Dog walking, for the most part, is a fabulous job, but there is a list of things every dog walker hates. These things seem to be consistent in each dog walking community. The community is small, and to pass the hours in the park we like to chat, and we looooooove to talk about the weird things that humans do. All of these things have happened to me more often than I care to count, and each time I cringe. Here are a few of them:
People barking at us
Yes, I said barking. You would be surprised how often this happens. My pack and I will be walking, minding our own business, and I’ll hear a human barking and howling at us like a dog. I’ve never understood what people are trying to accomplish with this. The dogs NEVER think that the human is a dog. They just stare, probably considering how strange that person is. I may smile when this happens, but internally I am reeling. I can’t tell if I’m being insulted for being a dog walker, or if you’re trying to distract my pack, or simply attempting to make your friends laugh. Whatever the reason, it’s uncomfortable and definitely not funny.
People asking to pet the dogs
Dog walking can be difficult, especially when there is more than 1 dog. The average dog walker can legally walk up to 6 dogs at a time. You can imagine how much focus it takes for one person to control a group of 6 dogs. The dog walker must keep her eyes open for tangling leashes, dogs that want to play, or fight, and must work to maintain a pace that suits all members of the pack. When you ask to pet the dogs it disrupts that hardcore focus, causing the dogs to become over-stimulated, and it takes a very long time for the walker to regain that calm within the group. Seeing a group of dogs walking down the street may seem cute to you, but please, for our sanity, admire from afar and don’t ask to pet the dogs.
White couches look beautiful, but they are a nightmare in a house with a dog. When we enter a house to pick up a dog, and we see white couches, we silently scream. Why people buy white couches when they have a dog is beyond my comprehension. Even the most well-trained dog will try to sneak up onto this prime napping spot when you are not home. When we take our dogs out on a walk we allow them to run around and play without worrying about how dirty they may, or may not, get. When we bring him back home we’ll do our best to clean him off, but we can’t guarantee that the second we leave he isn’t going to jump up on that couch. Before you get angry at us for allowing your dog to spoil your beautiful white couch, try putting a towel down on the cushions, instruct us to keep your dog in a separate section of the house or train your dog not to jump up on the couch.
Owners doing weird & uncomfortable things
In order for a dog walker to enter the home, we are typically given a set of keys. While there is a time frame that we are expected to arrive in, the exact time within that frame is not defined. Often times, the owner is home at the arrival time. As a dog walker, I have walked in on just about everything you can think of. Sleeping, meditation, domestic fights, sex, drugs, masturbation, you name it and I’ve probably seen it. While you’re more than welcome to do whatever you like in the safety of your home, it can become VERY uncomfortable VERY fast if we see something that you’d rather we didn’t. If you know that your dog walking is coming, try to engage in those private things AFTER we leave. It will save us all from future awkwardness.
Owner being angry about lateness
Anyone who has ever worked with dogs knows that they march to the beat of their own drum. A dog walker needs to keep a consistent pickup and drop off time, but the dogs typically like to operate on their own schedule. There is a myriad of things that can go wrong to make a dog walker late including, but not limited to, weather conditions, traffic, medical emergencies, clean up, water breaks, and stubborn dogs that don’t want to leave the park, and so on. Working with dogs means that you’ll almost definitely be late to anywhere that you are trying to go. If your dog walker is a little late, know that your dog is being taken care of, and please give the walker a little bit of slack.
+ + + +
**Exercise set**
**A)** For each statement, answer yes or no on whether the dog-walking text supports it, and quote the words that decide it: (i) The average dog walker can legally walk up to six dogs at a time. (ii) Dogs often mistake a barking human for another dog. (iii) Dog walkers are typically given a set of keys to enter the home.
**B)** Answer these from the dog-walking text:
(i) What do dog walkers love to talk about while passing the hours in the park?
(ii) What does the text suggest putting down on the cushions of a white couch?
(iii) What do dogs march to, according to the section on lateness?

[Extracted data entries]
+ + + +
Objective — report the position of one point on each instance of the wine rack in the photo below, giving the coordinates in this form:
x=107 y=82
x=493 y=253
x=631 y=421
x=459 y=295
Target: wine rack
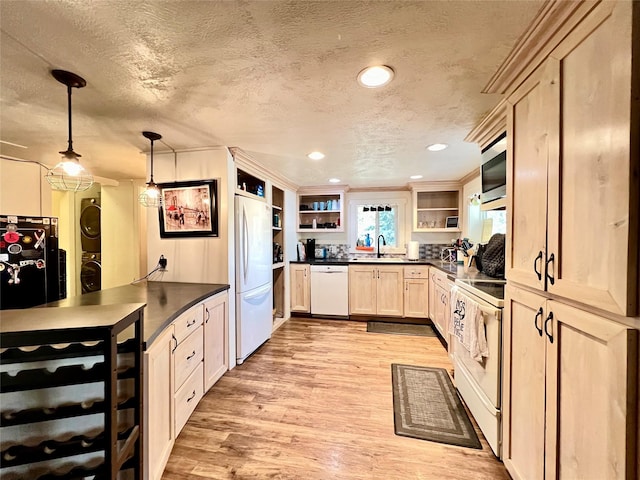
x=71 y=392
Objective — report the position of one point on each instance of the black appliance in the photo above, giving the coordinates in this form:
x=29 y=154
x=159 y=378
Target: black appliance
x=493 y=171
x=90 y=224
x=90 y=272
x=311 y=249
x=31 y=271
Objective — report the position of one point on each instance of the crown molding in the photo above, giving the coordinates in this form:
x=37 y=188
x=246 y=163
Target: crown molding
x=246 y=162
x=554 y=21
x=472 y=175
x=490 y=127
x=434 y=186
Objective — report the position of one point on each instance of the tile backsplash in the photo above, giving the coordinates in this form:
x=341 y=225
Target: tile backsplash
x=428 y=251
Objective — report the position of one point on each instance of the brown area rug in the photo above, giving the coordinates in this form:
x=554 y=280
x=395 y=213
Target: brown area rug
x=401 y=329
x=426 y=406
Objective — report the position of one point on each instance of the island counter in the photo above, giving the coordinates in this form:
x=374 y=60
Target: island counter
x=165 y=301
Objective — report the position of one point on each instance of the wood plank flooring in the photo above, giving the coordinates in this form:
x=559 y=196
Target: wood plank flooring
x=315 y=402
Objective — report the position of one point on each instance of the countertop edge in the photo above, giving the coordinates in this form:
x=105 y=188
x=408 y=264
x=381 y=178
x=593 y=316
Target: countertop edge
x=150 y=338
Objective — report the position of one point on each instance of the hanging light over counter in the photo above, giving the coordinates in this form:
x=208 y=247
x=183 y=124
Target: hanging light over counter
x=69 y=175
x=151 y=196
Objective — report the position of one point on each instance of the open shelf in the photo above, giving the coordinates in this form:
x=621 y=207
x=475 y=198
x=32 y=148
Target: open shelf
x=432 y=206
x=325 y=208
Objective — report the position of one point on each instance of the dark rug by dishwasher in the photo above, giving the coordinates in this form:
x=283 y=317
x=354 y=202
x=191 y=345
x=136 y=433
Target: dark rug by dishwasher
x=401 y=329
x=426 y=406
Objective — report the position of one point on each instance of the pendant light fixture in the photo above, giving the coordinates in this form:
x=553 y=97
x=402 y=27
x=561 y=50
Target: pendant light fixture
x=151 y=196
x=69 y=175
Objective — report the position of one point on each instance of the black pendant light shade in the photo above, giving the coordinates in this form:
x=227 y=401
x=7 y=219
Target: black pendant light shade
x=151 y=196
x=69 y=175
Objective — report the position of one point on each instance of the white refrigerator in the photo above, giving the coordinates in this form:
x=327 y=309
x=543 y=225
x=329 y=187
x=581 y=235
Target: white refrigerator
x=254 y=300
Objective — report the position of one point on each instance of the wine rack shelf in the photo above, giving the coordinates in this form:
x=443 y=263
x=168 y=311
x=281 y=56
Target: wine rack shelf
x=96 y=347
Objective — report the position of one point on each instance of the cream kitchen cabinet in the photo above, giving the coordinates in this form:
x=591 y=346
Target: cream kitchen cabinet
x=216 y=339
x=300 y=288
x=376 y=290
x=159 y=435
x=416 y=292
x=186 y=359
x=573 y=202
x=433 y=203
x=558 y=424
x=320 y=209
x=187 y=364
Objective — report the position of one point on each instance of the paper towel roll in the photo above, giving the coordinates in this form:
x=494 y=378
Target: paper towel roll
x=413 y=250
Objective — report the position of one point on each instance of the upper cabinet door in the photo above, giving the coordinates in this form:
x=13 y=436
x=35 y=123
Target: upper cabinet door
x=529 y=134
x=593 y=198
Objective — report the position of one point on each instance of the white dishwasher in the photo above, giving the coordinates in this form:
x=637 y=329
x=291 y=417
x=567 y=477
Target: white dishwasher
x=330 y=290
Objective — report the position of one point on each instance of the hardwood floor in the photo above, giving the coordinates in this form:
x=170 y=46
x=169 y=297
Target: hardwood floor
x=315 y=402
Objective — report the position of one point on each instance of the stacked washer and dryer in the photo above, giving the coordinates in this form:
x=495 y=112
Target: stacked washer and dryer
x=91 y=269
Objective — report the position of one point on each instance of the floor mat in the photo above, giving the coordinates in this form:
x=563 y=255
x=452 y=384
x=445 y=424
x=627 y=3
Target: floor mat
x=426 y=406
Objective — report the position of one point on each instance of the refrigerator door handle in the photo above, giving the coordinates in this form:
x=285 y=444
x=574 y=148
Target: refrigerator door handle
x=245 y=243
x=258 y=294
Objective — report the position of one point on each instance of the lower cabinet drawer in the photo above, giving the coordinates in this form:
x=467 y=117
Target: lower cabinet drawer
+ + + +
**Expected responses**
**A)**
(i) Yes: "The average dog walker can legally walk up to 6 dogs at a time."
(ii) No: "The dogs NEVER think that the human is a dog."
(iii) Yes: "we are typically given a set of keys"

**B)**
(i) The weird things that humans do.
(ii) A towel.
(iii) The beat of their own drum.